## START SUPPLIED INFORMATION
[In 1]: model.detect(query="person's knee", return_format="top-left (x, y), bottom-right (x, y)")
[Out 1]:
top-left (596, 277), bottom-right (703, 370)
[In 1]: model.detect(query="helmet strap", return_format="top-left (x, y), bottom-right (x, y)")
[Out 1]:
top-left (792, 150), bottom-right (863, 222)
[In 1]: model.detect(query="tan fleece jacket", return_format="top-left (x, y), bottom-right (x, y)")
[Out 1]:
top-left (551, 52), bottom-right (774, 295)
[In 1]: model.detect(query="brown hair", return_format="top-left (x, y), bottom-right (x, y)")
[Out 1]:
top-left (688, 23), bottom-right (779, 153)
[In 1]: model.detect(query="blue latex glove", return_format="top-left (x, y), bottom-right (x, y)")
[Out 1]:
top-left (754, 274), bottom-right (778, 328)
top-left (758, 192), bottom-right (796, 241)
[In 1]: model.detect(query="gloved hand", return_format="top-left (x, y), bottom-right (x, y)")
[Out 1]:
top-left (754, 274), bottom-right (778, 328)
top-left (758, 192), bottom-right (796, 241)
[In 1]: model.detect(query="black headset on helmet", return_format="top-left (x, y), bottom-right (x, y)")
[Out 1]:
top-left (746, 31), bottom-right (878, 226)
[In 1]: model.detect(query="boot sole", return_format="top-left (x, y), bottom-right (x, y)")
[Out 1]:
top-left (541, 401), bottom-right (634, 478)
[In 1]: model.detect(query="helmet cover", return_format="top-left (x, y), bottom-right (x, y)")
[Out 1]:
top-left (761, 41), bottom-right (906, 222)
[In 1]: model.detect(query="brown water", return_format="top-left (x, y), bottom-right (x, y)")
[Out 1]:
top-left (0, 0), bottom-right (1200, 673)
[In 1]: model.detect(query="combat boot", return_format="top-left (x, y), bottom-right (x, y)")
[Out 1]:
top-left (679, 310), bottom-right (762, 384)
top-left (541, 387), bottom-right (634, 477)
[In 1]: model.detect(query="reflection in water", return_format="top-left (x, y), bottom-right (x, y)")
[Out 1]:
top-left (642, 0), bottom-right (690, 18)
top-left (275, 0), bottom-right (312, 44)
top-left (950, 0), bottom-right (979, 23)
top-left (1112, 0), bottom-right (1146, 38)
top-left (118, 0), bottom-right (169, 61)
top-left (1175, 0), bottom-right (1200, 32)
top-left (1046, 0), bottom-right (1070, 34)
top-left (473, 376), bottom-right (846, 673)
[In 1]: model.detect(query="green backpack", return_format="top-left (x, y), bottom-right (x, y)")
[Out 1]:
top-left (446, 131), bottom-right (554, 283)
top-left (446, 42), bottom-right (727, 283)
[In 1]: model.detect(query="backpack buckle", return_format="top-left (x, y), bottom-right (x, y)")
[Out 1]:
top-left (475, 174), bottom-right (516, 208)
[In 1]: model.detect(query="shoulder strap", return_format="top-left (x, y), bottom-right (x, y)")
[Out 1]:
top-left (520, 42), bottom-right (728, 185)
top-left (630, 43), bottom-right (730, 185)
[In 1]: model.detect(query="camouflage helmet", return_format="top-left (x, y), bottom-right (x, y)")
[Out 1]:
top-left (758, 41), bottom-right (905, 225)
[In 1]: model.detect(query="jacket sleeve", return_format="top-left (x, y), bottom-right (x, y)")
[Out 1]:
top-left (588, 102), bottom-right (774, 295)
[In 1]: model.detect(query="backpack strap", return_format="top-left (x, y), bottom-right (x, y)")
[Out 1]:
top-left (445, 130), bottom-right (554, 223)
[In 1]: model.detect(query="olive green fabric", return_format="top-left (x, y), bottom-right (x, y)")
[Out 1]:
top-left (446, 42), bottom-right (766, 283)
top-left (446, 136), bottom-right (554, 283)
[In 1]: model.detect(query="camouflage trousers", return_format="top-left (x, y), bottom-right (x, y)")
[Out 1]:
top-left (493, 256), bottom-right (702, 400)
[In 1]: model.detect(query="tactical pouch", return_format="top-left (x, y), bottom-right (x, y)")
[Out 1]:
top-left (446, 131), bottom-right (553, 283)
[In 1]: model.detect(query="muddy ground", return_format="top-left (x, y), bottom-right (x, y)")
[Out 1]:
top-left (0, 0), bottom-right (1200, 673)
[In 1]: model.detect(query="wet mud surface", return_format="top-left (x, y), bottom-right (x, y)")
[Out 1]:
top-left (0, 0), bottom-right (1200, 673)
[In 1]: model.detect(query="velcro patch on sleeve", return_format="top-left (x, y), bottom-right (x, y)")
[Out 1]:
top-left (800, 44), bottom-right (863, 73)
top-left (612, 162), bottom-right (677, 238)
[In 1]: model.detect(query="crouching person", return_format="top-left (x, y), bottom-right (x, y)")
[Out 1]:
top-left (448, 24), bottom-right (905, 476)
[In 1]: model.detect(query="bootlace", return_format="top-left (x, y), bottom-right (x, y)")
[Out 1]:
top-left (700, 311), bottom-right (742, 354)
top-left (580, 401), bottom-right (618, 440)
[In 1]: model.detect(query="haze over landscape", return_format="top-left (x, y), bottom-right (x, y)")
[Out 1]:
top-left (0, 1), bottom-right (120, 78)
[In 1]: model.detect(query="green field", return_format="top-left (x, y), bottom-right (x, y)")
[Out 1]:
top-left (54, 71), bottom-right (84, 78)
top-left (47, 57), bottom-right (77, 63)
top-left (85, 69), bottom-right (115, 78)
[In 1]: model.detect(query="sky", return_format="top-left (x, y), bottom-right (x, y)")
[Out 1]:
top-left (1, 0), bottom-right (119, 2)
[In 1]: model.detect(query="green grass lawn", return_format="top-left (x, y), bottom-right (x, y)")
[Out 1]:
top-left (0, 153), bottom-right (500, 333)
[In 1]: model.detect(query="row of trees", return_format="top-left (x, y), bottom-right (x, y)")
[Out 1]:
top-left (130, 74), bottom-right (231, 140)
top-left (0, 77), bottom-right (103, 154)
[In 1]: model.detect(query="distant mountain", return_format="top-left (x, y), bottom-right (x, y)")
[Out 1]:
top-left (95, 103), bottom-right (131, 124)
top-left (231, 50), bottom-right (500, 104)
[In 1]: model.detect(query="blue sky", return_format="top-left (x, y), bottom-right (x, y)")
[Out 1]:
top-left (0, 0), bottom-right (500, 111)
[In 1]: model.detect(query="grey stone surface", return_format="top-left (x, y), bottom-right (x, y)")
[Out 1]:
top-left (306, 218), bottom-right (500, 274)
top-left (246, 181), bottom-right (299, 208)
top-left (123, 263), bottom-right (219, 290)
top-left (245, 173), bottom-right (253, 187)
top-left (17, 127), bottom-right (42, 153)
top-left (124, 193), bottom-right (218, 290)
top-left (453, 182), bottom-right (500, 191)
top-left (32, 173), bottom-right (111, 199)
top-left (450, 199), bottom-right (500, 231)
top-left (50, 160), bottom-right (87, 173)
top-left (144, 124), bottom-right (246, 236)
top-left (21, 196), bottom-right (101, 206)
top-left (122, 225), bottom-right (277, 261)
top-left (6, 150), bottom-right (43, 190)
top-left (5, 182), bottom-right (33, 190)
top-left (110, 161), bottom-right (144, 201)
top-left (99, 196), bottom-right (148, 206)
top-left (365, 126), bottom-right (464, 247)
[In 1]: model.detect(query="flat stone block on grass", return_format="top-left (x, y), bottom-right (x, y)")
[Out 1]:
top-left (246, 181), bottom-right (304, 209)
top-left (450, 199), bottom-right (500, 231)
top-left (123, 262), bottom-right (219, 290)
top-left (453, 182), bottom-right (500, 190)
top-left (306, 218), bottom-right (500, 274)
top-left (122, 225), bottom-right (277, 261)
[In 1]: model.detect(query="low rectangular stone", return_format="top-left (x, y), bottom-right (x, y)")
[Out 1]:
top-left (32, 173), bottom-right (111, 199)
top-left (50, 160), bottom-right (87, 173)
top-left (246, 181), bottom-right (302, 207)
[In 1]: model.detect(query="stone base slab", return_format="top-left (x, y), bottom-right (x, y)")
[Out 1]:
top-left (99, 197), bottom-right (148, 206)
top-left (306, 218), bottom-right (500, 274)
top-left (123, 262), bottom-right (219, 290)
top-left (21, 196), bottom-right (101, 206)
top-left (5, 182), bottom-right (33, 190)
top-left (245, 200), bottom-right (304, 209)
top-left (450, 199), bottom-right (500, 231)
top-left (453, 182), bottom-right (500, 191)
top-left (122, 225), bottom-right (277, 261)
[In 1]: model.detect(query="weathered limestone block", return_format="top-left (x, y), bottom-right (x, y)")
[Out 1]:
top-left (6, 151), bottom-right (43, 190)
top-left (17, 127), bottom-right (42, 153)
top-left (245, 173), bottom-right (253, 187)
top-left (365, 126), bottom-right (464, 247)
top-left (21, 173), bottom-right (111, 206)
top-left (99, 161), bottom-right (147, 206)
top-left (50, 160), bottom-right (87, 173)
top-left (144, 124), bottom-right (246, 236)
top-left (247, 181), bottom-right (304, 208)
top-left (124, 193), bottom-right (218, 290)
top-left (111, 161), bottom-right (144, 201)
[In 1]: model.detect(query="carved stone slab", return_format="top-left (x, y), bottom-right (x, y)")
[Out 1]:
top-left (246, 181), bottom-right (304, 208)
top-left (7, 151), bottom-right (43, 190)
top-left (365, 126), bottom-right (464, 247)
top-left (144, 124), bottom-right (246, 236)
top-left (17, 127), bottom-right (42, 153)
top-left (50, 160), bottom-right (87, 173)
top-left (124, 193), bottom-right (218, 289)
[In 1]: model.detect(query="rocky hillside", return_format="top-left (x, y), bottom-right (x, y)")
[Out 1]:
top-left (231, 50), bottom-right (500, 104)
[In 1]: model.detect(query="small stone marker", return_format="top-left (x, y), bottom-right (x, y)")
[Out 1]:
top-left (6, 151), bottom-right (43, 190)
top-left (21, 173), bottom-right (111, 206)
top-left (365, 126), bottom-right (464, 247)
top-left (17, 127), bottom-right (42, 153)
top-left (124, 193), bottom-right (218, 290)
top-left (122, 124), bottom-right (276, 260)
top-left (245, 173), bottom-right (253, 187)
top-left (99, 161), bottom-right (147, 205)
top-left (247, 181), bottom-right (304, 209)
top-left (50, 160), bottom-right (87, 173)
## END SUPPLIED INFORMATION
*INSTRUCTIONS TO FOLLOW*.
Please report every line of the material above that contains the word "strap", copying each one in full.

*RESPONSE*.
[In 1]: model.detect(query="helmet strap", return_format="top-left (x, y), bottom-right (x, y)")
[In 1]: model.detect(query="shoulder strap", return_format="top-left (x, y), bottom-right (x, y)")
[In 1]: model.detect(query="backpack strap", return_format="top-left (x, y), bottom-right (x, y)")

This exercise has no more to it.